Object outline annotations:
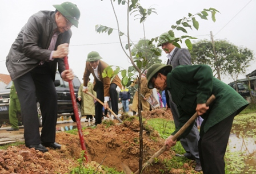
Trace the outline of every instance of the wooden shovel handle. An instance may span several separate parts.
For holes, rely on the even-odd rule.
[[[206,106],[209,106],[214,100],[215,100],[215,96],[214,95],[211,95],[211,97],[207,100],[206,101]],[[187,128],[192,123],[193,123],[195,119],[198,117],[198,115],[197,114],[197,112],[195,112],[195,113],[187,121],[187,122],[183,125],[183,126],[179,130],[178,132],[175,134],[172,137],[173,140],[175,140],[178,137],[179,137]],[[158,151],[154,155],[150,158],[149,160],[148,160],[146,163],[145,163],[143,165],[142,170],[143,170],[145,168],[147,167],[149,165],[150,165],[151,163],[154,161],[155,158],[158,158],[160,155],[162,154],[164,151],[166,150],[166,146],[164,145],[162,148]],[[139,170],[137,171],[134,174],[138,174],[139,173]]]
[[[214,95],[211,95],[211,97],[210,97],[206,101],[206,106],[210,105],[210,104],[215,100],[215,96]],[[187,128],[192,123],[193,123],[195,120],[197,119],[197,117],[198,117],[198,114],[197,114],[197,112],[195,112],[195,113],[194,114],[194,115],[187,121],[187,122],[183,125],[183,126],[179,130],[178,132],[175,134],[171,138],[173,140],[175,140],[178,137],[181,136],[181,134],[183,134],[183,132],[185,131],[185,130],[187,129]]]
[[[93,98],[94,98],[95,100],[96,100],[99,103],[100,103],[102,105],[102,106],[104,106],[104,103],[103,102],[102,102],[101,100],[99,100],[98,98],[97,98],[96,97],[95,97],[94,96],[93,96],[90,92],[86,92],[86,93],[89,95],[90,96],[91,96],[91,97],[93,97]],[[115,117],[115,118],[117,119],[117,120],[120,122],[120,123],[122,123],[123,121],[118,117],[117,117],[117,115],[115,114],[114,112],[113,112],[113,111],[112,110],[110,109],[110,108],[107,107],[107,108],[110,111],[110,113],[111,113],[112,114],[113,114],[114,117]]]

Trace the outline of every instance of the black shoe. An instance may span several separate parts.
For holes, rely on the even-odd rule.
[[[178,156],[178,157],[184,157],[183,155],[181,155],[181,154],[175,154],[175,156]]]
[[[45,148],[45,146],[42,145],[41,144],[33,144],[33,145],[26,145],[26,147],[29,147],[29,148],[34,148],[35,150],[38,150],[39,151],[42,152],[43,153],[48,152],[48,150]]]
[[[14,129],[13,127],[11,127],[10,129],[6,129],[6,131],[17,131],[17,130],[19,130],[18,128]]]
[[[57,149],[57,148],[61,148],[61,145],[59,144],[58,144],[56,142],[54,143],[47,143],[47,142],[41,142],[41,144],[43,146],[45,146],[45,147],[51,147],[54,149]]]
[[[197,163],[195,167],[195,171],[196,171],[197,172],[200,172],[202,171],[201,163]]]

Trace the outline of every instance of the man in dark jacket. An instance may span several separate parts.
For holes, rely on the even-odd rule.
[[[109,77],[103,78],[102,73],[104,69],[109,67],[97,51],[91,51],[88,53],[83,73],[83,89],[85,93],[88,91],[88,79],[91,74],[94,78],[93,90],[96,92],[97,98],[102,102],[104,102],[105,115],[107,114],[106,109],[109,107],[108,101],[111,99],[112,110],[115,114],[118,114],[118,98],[117,87],[122,88],[121,80],[117,75],[113,80]],[[95,103],[95,124],[93,126],[101,124],[103,113],[102,106],[99,102]]]
[[[174,45],[171,43],[171,40],[174,39],[175,38],[171,37],[168,32],[162,34],[159,37],[159,43],[158,44],[158,47],[162,47],[163,50],[167,54],[167,57],[168,60],[167,64],[171,65],[173,68],[175,68],[178,65],[191,65],[191,56],[189,51],[187,49],[179,48]],[[175,126],[177,127],[179,124],[179,114],[177,106],[171,100],[171,95],[170,92],[168,92],[167,89],[165,90],[165,93],[167,107],[171,110]],[[181,139],[181,144],[186,152],[184,155],[189,159],[194,159],[197,163],[195,170],[200,171],[202,170],[202,167],[197,147],[199,136],[197,125],[196,125],[196,123],[194,124],[191,131],[186,137]],[[179,156],[180,155],[176,154],[176,155]]]
[[[179,125],[166,140],[167,149],[175,146],[171,138],[195,111],[203,121],[200,128],[198,150],[204,174],[225,174],[224,155],[234,117],[248,102],[230,86],[213,77],[211,69],[206,65],[180,65],[172,70],[171,65],[155,64],[147,73],[148,88],[167,89],[177,105]],[[211,94],[215,100],[210,106],[206,102]],[[191,125],[179,137],[185,137]]]
[[[6,57],[6,67],[19,98],[26,146],[42,152],[45,147],[60,148],[55,142],[57,96],[54,86],[57,66],[62,78],[72,80],[63,57],[69,53],[71,26],[78,26],[80,11],[73,3],[53,6],[55,11],[33,14],[21,29]],[[37,102],[40,103],[43,127],[40,136]]]
[[[123,89],[119,93],[119,100],[122,100],[122,104],[125,109],[124,112],[129,111],[129,102],[131,99],[131,94],[129,89],[123,86]]]

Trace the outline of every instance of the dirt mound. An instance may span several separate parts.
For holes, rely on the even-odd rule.
[[[153,112],[158,113],[156,110]],[[158,113],[161,113],[159,111]],[[150,113],[149,115],[154,115]],[[88,165],[96,167],[103,161],[102,165],[122,171],[123,163],[132,171],[136,171],[138,169],[139,154],[139,121],[133,119],[131,121],[124,121],[123,124],[105,127],[106,125],[99,125],[95,129],[89,127],[83,131],[90,162]],[[151,130],[143,131],[143,136],[144,163],[162,147],[164,140],[157,132]],[[71,168],[79,165],[77,159],[81,152],[79,136],[60,132],[57,134],[56,142],[62,144],[61,149],[48,148],[49,151],[44,154],[29,149],[25,145],[0,150],[0,173],[69,173]],[[171,159],[174,155],[172,151],[163,152],[159,156],[158,161],[148,167],[145,173],[159,173],[159,169],[164,169],[161,161],[163,159]],[[175,173],[174,171],[170,173]]]

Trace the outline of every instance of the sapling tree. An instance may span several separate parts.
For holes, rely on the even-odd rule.
[[[110,35],[114,31],[117,31],[118,33],[118,38],[121,46],[121,49],[126,54],[127,57],[130,61],[131,66],[129,67],[128,69],[121,69],[118,66],[110,66],[106,68],[103,74],[103,77],[108,76],[110,78],[114,78],[118,73],[121,73],[122,75],[122,84],[124,86],[128,86],[131,84],[131,81],[135,78],[137,78],[138,81],[138,96],[141,95],[141,74],[142,73],[147,67],[149,63],[150,62],[154,56],[159,56],[161,55],[161,51],[157,47],[152,48],[149,50],[144,50],[146,52],[150,52],[152,55],[151,57],[146,57],[147,54],[143,53],[143,51],[141,49],[133,49],[132,47],[134,45],[134,43],[130,39],[130,23],[129,18],[131,15],[134,15],[134,18],[136,20],[138,20],[139,23],[142,24],[142,30],[143,30],[144,36],[143,39],[145,45],[150,45],[157,42],[159,43],[159,40],[167,39],[170,43],[173,43],[177,47],[181,48],[179,43],[185,42],[187,48],[189,49],[192,48],[192,43],[190,39],[196,39],[187,35],[182,35],[180,37],[175,37],[174,32],[175,31],[181,31],[183,33],[187,34],[187,30],[191,30],[193,27],[196,30],[199,28],[199,22],[197,18],[207,20],[210,14],[211,16],[211,19],[213,22],[215,21],[215,14],[219,11],[215,9],[210,8],[209,9],[203,9],[202,11],[198,12],[195,14],[191,13],[188,14],[187,17],[183,17],[176,21],[176,23],[171,26],[171,28],[168,31],[166,35],[163,35],[164,38],[159,39],[158,36],[147,40],[145,36],[145,28],[144,23],[146,22],[147,18],[152,14],[157,14],[156,10],[154,8],[150,7],[149,9],[143,8],[139,3],[139,0],[110,0],[110,3],[113,7],[113,10],[116,19],[117,26],[116,28],[110,27],[109,26],[103,26],[101,24],[97,24],[95,26],[95,31],[98,33],[107,33]],[[117,2],[119,5],[126,5],[127,6],[126,17],[127,17],[127,33],[120,30],[119,23],[117,18],[117,14],[115,13],[115,8],[113,3]],[[170,37],[167,37],[170,35],[172,38],[174,38],[173,40],[170,40]],[[127,42],[126,45],[123,45],[122,38],[125,36],[125,39]],[[145,53],[145,52],[144,52]],[[113,68],[115,69],[114,69]],[[138,72],[138,74],[134,75],[134,71]],[[143,160],[143,123],[141,116],[141,97],[138,97],[138,115],[140,123],[140,131],[139,131],[139,170],[141,173],[143,170],[142,168],[142,160]]]

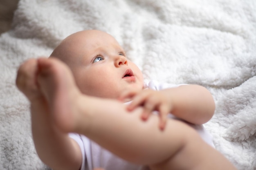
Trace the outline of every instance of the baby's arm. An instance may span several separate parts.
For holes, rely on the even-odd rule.
[[[142,117],[144,119],[152,111],[159,111],[162,128],[168,113],[190,123],[201,124],[211,118],[215,108],[210,92],[196,85],[181,86],[160,91],[146,89],[139,93],[126,92],[120,98],[131,97],[133,100],[128,106],[128,110],[132,110],[143,106],[144,111]]]
[[[215,104],[210,92],[197,85],[181,86],[160,91],[172,104],[171,113],[194,124],[206,123],[213,116]]]
[[[37,152],[43,162],[54,170],[79,169],[80,148],[67,133],[53,126],[49,107],[36,82],[37,60],[31,59],[20,66],[16,84],[31,103],[32,131]]]
[[[154,170],[235,169],[182,122],[168,119],[160,131],[157,116],[146,122],[138,118],[142,107],[128,114],[121,102],[83,95],[66,65],[53,59],[40,62],[49,71],[39,83],[60,131],[83,134],[123,159]]]

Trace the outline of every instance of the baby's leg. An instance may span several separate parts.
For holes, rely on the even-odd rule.
[[[225,169],[234,169],[185,124],[169,119],[160,130],[157,116],[141,121],[142,108],[130,113],[117,101],[82,95],[69,69],[56,60],[38,63],[39,84],[63,130],[83,134],[120,157],[154,170],[222,170],[225,165]]]

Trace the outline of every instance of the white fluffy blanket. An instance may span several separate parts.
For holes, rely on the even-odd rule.
[[[17,69],[87,29],[115,37],[146,79],[208,88],[216,108],[205,127],[217,149],[239,170],[256,169],[255,9],[255,0],[21,0],[0,37],[0,169],[47,168]]]

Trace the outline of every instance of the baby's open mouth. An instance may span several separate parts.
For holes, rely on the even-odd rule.
[[[123,78],[124,78],[124,77],[128,78],[128,77],[133,76],[134,76],[134,75],[133,74],[132,71],[130,69],[128,69],[124,73],[124,76],[123,76]]]

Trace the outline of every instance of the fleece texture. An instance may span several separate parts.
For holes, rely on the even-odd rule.
[[[216,149],[239,170],[256,169],[255,9],[255,0],[20,0],[0,37],[0,169],[48,168],[16,71],[89,29],[115,37],[145,79],[207,88],[216,107],[204,126]]]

WORK TO BE COMPLETED -
Rewrite the records from the line containing "Trace the outline of every instance of the baby's open" through the end of the records, replacing "fleece texture" with "wool texture" and leaving everything else unchanged.

WRITTEN REPLY -
Trace the outline of every instance of the baby's open mouth. An instance may span several separate parts.
For holes, rely on the even-odd rule.
[[[123,78],[124,78],[124,77],[128,78],[128,77],[133,76],[134,76],[134,75],[133,74],[132,71],[130,69],[128,69],[124,73],[124,76],[123,76]]]

Trace the outline of every instance of the wool texture. An instance may span several separate parts.
For holes, rely on the even-odd rule.
[[[216,149],[239,170],[256,169],[255,9],[255,0],[20,0],[0,37],[0,169],[48,168],[16,71],[89,29],[115,37],[145,79],[207,88],[216,107],[204,126]]]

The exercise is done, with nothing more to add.